Objectif Cinéma : Comment as-tu travaillé avec Renaud Bécard, le comédien qui incarne Raoul ? Dans son regard ou dans son attitude, on peut déceler malgré tout une passion amoureuse, contradictoire avec ses pensées et sa sécheresse de cœur… Cela n’a pas dû être évident pour lui de faire passer cette contradiction ?

Jean-Paul Civeyrac : Il y avait une telle connivence entre nous, que jamais, après les lectures du scénario, je ne suis entré dans des considérations psychologiques sur le personnage pendant le tournage. J’ai toujours demandé des choses excessivement simples à faire. Ensuite, cela se calait d’une manière ou d’une autre dans le montage ou dans l’histoire. Quand il y a la séquence dans la chambre avec la voix off, vers la fin du film, j’ai dirigé son regard : il était déjà dans cet état précis. J’ai du mal à expliquer ce genre de choses. Je ne lui ai pas dit " attention tu n'aimes pas cette fille, tu te racontes des histoires, car au fond tu ne l’aimes pas ", ou " tu es un type très froid ", etc. Ce n'était pas l’effet Koulechov mais quasiment. Avec le texte en off par-dessus, il ne joue pratiquement rien, il est juste triste, ému, abandonné. J’ai essayé de capter bêtement, un moment un peu émouvant dans son regard. Pour ce plan où il est assis, qu’il la regarde et qu’il pense, qu’il y a la voix off sur lui, je n’ai tourné qu’une prise de cinq minutes en le dirigeant simplement en direct " Regarde André, regarde toi, Jeanne, reviens sur toi, etc ". J'ai choisi alors des moments où il s’abandonnait complètement. Je ne suis pas d’accord avec cette phrase " il faut vivre ce que tu joues ". Quand j'ai présenté Ni d’'Eve ni d’Adam à Angers, il y a quelques années, une spectatrice avait demandé à Guillaume Verdier comment il s'était "désintoxiqué" du rôle. Âgé de 16 ans à l’époque, il lui a répondu qu'il ne l'avais jamais été. Il était le personnage le temps de la prise, puis après c’était fini. C’est un garçon très doux dans la vie, et je ne lui demandais absolument pas d’être méchant ou de faire l’expérience de la violence, contrairement à Carax demandant à Denis Lavant d’aller chez les clochards pour Les amants du pont-neuf. Ce n’est pas ma façon de faire. Je prends des acteurs dont j’ai l’impression qu’ils collent, par leur présence, au personnage que je veux mettre en scène. Ensuite c’est assez simple.


Objectif Cinéma : Tu as choisi Renaud Bécard lors d’un casting ?

Jean-Paul Civeyrac : Oui, oui. Un casting assez long. Mais il n’y avait que lui qui pouvait l’interpréter, comme Guillaume Verdier dans Ni d'Eve.... Pour Guillaume, j’en avais vu beaucoup plus. Pour Le doux amour, le casting a duré trois mois, mais il n’y avait que Renaud qui puisse avoir cette fragilité…


Ni d'Eve ni d'Adam (c) D.R.

*Données enregistrées*

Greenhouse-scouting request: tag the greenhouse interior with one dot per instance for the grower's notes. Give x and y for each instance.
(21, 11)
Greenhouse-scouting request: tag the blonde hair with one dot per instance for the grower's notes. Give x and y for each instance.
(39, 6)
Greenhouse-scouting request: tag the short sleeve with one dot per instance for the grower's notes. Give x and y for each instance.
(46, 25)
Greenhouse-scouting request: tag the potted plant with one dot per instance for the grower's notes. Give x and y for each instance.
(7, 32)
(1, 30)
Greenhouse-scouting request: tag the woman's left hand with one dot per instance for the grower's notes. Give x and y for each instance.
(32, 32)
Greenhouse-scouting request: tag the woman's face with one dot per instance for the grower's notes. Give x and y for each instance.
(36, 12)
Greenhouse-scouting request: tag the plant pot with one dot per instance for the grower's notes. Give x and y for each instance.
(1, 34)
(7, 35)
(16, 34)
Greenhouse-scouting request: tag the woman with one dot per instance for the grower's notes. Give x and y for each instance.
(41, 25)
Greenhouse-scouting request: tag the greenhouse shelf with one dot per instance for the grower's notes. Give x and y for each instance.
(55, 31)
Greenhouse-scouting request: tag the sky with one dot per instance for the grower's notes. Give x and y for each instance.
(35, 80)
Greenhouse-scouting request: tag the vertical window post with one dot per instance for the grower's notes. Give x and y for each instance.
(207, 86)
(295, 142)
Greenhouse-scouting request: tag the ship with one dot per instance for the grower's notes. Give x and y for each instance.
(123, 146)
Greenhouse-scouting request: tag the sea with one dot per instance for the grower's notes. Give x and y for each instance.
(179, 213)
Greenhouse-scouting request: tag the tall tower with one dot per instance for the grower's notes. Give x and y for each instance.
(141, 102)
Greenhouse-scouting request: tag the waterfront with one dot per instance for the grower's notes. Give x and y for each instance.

*Consigne donnée*
Reproduisez fidèlement le passage de l'entretien situé entre « Objectif Cinéma : Tu » et « d'Adam (c) D.R. », ces deux bornes incluses.

*Tâche accomplie*
Objectif Cinéma : Tu as choisi Renaud Bécard lors d’un casting ?

Jean-Paul Civeyrac : Oui, oui. Un casting assez long. Mais il n’y avait que lui qui pouvait l’interpréter, comme Guillaume Verdier dans Ni d'Eve.... Pour Guillaume, j’en avais vu beaucoup plus. Pour Le doux amour, le casting a duré trois mois, mais il n’y avait que Renaud qui puisse avoir cette fragilité…


Ni d'Eve ni d'Adam (c) D.R.